* Directive
Pull out every line of the material below that contains the word "blurred", copying each one in full.

* Object point labels
=-=-=-=-=
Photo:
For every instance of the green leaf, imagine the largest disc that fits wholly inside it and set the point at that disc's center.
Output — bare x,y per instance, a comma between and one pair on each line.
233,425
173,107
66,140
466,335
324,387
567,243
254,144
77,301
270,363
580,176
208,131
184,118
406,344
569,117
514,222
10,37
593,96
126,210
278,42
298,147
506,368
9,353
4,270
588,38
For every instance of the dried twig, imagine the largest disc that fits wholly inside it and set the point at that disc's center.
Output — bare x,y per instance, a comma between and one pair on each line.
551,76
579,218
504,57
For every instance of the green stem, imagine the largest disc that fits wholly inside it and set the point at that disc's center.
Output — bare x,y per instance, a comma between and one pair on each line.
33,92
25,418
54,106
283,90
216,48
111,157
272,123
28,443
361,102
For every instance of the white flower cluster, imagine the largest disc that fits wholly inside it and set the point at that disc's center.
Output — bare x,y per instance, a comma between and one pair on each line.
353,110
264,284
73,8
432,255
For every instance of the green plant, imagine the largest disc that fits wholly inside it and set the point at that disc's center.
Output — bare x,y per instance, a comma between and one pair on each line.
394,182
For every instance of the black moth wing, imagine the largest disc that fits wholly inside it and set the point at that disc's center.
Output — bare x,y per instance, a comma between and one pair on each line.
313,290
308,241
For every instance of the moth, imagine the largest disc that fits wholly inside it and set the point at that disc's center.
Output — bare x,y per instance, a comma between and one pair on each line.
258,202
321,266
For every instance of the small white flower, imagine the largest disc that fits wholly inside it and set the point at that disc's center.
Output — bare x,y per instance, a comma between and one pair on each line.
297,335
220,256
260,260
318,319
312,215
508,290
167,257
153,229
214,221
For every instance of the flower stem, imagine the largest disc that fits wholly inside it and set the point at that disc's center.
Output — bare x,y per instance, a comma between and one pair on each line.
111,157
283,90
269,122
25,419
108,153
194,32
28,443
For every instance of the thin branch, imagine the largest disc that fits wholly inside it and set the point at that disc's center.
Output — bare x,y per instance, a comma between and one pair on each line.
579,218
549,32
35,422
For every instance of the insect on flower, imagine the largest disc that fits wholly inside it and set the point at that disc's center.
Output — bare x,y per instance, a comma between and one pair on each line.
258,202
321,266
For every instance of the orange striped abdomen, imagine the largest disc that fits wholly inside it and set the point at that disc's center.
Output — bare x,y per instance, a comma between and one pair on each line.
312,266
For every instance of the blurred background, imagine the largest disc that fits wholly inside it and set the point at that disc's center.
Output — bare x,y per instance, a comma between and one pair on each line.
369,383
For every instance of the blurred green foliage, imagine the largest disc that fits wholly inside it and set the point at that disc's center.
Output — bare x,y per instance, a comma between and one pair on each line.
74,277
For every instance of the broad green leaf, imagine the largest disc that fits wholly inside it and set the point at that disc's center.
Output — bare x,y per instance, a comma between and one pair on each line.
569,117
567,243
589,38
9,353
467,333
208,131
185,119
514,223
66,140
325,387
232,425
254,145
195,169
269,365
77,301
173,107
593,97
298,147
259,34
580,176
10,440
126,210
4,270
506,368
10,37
=-=-=-=-=
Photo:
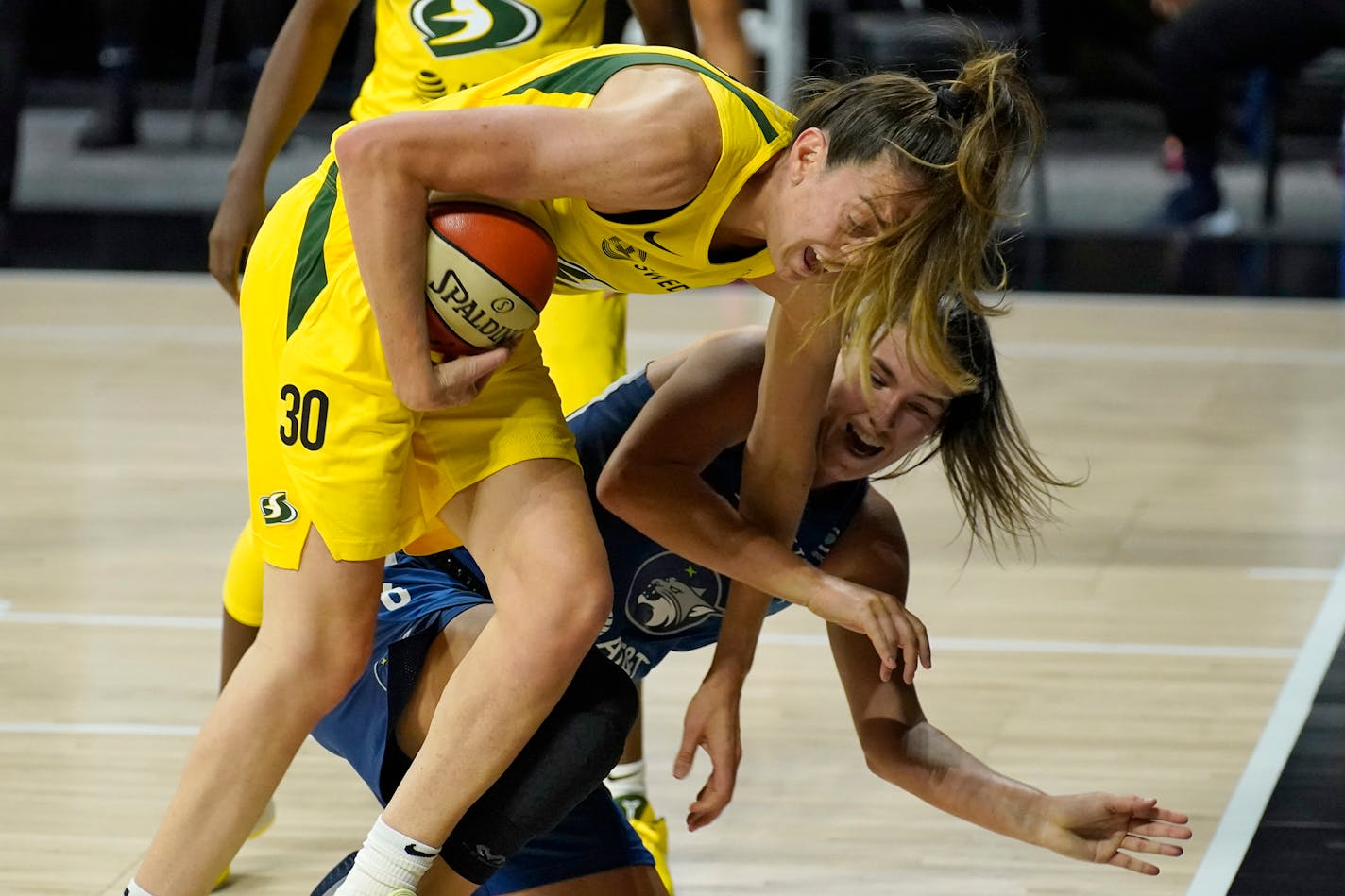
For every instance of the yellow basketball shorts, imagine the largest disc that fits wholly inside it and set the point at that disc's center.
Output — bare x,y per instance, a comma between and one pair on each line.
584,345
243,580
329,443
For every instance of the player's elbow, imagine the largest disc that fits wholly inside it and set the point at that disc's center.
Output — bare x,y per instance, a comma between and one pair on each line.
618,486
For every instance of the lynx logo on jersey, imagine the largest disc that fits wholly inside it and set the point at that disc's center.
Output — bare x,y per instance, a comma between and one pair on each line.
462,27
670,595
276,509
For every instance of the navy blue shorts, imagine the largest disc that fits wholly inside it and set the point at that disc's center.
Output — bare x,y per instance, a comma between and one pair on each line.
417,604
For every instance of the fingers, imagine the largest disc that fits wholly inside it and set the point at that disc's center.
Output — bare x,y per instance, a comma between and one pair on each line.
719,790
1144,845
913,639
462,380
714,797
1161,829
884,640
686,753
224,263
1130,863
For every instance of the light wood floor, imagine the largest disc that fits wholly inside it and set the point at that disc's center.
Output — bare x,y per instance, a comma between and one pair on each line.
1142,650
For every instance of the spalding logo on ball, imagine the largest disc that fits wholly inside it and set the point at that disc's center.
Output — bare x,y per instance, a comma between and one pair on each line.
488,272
=-=-=-=-=
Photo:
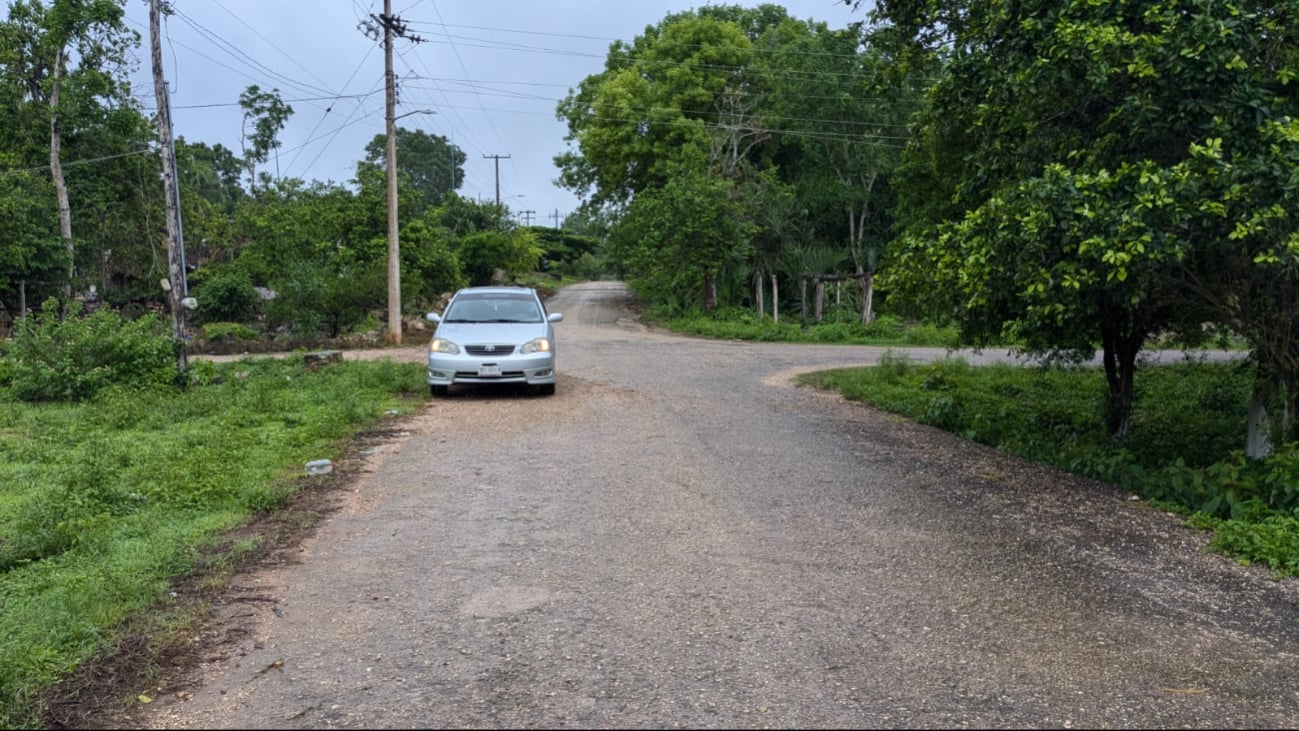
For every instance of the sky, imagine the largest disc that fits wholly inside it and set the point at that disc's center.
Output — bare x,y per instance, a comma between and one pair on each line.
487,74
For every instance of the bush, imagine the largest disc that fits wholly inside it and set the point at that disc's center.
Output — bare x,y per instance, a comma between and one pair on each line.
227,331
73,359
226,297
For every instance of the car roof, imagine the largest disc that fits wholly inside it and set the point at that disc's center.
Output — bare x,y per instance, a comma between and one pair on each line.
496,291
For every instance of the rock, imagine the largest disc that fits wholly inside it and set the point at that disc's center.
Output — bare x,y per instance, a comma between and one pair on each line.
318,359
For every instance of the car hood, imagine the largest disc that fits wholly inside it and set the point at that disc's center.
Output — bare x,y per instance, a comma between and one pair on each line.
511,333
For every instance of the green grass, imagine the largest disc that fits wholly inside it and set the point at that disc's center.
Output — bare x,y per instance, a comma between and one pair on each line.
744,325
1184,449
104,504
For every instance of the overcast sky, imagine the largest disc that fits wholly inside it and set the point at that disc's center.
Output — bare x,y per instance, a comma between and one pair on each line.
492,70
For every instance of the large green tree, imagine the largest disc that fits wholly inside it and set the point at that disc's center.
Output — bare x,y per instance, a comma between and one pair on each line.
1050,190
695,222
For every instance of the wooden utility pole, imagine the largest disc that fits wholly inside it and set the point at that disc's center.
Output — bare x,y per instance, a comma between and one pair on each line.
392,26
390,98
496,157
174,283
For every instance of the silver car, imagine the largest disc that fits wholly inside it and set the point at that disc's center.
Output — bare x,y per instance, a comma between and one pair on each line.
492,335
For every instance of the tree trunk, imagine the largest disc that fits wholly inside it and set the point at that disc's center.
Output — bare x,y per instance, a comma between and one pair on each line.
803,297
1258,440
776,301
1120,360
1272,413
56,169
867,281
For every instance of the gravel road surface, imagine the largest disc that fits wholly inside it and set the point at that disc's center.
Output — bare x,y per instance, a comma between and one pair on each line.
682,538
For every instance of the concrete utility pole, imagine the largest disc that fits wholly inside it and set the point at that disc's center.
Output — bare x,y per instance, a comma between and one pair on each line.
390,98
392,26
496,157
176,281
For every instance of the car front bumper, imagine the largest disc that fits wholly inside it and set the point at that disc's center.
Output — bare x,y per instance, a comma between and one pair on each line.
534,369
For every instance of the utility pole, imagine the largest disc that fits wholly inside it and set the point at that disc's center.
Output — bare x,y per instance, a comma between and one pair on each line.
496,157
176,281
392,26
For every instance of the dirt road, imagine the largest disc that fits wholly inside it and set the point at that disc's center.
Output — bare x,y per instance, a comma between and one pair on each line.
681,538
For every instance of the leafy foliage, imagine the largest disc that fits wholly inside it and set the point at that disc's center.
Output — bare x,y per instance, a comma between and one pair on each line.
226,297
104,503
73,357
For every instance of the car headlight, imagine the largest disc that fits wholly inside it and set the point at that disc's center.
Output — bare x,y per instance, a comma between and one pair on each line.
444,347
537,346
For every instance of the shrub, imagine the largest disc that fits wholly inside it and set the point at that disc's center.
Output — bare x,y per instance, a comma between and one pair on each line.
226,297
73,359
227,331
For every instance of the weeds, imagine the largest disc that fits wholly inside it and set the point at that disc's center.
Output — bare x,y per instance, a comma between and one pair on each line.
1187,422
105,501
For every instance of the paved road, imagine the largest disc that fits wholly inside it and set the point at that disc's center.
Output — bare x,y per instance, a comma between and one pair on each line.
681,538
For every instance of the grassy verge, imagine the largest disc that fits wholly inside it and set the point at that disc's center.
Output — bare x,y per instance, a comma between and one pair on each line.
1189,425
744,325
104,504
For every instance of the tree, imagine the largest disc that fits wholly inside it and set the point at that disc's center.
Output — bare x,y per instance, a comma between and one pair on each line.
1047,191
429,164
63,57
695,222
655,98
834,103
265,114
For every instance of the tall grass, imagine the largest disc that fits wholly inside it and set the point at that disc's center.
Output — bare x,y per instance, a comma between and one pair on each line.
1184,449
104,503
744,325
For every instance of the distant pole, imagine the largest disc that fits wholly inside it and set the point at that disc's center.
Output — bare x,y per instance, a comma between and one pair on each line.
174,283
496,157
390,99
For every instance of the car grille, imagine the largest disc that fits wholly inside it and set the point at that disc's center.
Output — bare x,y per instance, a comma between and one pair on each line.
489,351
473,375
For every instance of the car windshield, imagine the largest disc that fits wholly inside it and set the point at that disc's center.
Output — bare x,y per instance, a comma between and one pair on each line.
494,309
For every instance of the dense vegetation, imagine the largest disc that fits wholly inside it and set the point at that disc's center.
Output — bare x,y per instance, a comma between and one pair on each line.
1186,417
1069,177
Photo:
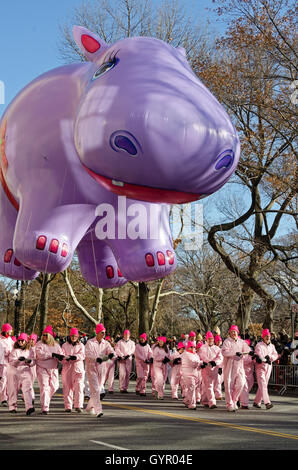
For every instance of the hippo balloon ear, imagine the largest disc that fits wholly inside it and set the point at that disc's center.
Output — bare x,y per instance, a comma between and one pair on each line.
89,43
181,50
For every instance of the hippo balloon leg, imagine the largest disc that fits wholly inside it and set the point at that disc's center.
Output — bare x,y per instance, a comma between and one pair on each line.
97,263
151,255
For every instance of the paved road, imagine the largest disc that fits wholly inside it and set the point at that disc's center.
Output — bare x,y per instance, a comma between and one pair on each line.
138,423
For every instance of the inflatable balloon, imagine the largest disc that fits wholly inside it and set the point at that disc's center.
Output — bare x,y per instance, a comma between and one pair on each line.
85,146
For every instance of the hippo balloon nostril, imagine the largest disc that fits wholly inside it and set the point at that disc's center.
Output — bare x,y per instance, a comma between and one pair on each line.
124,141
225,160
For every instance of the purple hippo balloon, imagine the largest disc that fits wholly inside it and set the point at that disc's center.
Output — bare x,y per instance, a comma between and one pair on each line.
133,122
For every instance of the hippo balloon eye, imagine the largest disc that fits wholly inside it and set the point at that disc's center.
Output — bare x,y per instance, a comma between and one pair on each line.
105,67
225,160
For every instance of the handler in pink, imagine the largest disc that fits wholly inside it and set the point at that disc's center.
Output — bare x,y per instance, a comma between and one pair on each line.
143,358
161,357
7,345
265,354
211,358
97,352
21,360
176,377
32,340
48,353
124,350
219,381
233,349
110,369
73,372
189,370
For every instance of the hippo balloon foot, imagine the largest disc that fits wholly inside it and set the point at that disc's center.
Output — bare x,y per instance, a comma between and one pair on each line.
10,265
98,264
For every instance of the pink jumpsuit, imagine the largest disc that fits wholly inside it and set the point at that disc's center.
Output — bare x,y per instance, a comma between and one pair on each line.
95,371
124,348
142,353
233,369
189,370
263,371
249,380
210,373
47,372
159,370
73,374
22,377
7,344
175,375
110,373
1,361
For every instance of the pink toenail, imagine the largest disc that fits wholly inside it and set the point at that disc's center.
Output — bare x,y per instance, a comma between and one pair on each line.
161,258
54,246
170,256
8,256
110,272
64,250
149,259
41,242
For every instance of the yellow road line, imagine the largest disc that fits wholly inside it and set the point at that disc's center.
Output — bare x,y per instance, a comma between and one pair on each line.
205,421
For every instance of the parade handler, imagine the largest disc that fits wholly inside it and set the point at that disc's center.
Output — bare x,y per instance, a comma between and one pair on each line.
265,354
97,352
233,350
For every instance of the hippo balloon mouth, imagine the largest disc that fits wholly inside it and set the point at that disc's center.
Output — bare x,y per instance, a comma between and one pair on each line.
=-=-=-=-=
* Response to the task
For every instance of the blurred background, imagine the largest disc that fits wholly inside it and set the point at that disc's center.
For every instance of the blurred green foliage, imagine the largest disc that fits wholly inside it and set the point at that disc's center.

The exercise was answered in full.